* _Ziel der Übung_
Beantworte die folgenden Fragen mithilfe des Textauszugs.
(a) Als was bezeichnet der Textauszug 'Little Bear'?
(b) Wie viele Stämme und Volksgruppen nennt der Textauszug?
(c) Was ist der 'Indianer' laut Textauszug für die Europäer immer schon gewesen?

* _Textauszug_
########################################
Weil 'Little Bear' ein westliches Konstrukt, eine Erfindung mit inzwischen eigener jahrhundertalter Tradition ist. Und eben nicht das Spiegelbild der realen Erstbewohner des amerikanischen Kontinents. So wie der 'Indianer' als wiederentdeckter Inder immer schon ein Missverständnis und bequeme Vereinfachung für die Europäer gewesen ist. Diese wollten die reale Kulturvielfalt der über 800 Stämme und Volksgruppen sowieso nie verstehen. Es wäre dadurch für die  Handvoll "Weißer" in den riesigen Weiten Amerikas auch viel zu unübersichtlich geworden.
########################################
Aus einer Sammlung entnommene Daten
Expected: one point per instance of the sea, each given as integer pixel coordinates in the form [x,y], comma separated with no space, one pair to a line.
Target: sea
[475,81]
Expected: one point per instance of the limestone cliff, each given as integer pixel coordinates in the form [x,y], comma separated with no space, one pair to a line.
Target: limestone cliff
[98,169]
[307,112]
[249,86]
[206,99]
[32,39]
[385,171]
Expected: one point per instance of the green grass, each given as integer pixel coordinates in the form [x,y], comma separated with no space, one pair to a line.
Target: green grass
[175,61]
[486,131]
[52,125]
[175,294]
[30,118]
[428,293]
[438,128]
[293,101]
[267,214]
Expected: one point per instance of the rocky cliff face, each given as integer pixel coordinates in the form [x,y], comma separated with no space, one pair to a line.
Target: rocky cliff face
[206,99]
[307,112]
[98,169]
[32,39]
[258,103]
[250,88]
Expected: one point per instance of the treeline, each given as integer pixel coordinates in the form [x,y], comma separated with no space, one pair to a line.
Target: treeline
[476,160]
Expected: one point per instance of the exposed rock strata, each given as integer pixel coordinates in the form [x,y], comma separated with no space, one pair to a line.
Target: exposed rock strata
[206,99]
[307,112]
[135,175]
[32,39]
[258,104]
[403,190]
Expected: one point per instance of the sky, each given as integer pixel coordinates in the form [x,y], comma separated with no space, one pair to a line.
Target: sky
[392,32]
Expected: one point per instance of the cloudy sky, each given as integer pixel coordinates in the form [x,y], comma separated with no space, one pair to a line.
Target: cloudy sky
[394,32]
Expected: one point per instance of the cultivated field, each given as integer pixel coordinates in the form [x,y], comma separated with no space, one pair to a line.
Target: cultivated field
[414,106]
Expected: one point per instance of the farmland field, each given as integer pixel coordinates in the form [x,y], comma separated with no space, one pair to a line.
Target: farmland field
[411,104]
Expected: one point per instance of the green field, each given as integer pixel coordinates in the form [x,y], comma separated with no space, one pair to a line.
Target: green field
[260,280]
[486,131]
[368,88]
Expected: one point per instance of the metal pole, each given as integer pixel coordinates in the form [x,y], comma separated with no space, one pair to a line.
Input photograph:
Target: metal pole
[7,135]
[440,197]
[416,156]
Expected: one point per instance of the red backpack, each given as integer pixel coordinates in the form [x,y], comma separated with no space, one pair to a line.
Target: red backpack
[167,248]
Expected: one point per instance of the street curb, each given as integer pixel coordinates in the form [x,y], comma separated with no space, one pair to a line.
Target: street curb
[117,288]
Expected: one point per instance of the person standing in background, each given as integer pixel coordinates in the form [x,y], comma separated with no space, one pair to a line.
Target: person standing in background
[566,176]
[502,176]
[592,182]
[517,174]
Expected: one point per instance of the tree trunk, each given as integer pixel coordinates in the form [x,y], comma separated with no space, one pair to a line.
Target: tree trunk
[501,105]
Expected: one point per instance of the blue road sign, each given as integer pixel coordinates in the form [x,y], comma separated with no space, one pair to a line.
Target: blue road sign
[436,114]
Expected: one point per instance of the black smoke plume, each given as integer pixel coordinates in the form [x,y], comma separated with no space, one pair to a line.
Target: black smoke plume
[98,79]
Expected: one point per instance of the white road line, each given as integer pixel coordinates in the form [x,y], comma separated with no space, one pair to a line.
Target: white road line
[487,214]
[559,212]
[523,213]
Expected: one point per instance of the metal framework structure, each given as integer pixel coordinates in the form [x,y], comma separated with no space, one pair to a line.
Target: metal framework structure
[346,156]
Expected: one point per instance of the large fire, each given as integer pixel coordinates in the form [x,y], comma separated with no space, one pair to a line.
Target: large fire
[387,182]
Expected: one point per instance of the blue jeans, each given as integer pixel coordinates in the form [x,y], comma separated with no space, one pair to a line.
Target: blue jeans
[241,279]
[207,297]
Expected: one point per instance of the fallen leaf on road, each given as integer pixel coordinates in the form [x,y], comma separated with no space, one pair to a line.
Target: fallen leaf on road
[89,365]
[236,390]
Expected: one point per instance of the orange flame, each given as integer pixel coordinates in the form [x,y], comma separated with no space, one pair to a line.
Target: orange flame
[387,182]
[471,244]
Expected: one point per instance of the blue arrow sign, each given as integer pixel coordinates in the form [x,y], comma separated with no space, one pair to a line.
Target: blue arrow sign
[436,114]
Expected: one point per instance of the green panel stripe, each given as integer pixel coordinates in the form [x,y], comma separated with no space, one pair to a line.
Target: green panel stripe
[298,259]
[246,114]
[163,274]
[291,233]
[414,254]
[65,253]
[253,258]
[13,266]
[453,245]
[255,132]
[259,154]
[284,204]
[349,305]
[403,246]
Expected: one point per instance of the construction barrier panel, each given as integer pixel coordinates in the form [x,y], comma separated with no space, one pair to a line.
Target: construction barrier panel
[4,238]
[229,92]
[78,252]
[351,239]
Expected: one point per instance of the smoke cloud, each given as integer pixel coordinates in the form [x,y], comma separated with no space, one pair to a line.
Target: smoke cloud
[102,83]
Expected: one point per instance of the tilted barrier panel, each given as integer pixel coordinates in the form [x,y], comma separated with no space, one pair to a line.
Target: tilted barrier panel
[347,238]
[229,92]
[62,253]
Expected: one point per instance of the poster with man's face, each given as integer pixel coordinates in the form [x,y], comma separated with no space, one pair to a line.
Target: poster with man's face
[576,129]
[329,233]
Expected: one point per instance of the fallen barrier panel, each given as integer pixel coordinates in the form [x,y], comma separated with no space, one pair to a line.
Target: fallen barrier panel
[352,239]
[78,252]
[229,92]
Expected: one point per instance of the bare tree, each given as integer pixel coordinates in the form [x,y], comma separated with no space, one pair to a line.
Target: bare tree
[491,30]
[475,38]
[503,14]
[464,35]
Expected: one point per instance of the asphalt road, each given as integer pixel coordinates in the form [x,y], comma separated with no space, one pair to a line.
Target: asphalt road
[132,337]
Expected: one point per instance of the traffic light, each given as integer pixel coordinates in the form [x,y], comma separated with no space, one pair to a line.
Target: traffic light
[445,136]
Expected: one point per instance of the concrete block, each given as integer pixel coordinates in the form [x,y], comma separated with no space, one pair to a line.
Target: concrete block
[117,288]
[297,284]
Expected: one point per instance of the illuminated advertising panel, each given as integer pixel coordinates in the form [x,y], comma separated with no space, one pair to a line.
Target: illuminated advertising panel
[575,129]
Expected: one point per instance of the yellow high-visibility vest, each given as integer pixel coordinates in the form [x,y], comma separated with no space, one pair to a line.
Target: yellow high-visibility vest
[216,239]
########################################
* _Lösung der Aufgabe_
(a) Als „ein westliches Konstrukt, eine Erfindung mit inzwischen eigener jahrhundertalter Tradition“
(b) Über 800
(c) Ein Missverständnis und eine bequeme Vereinfachung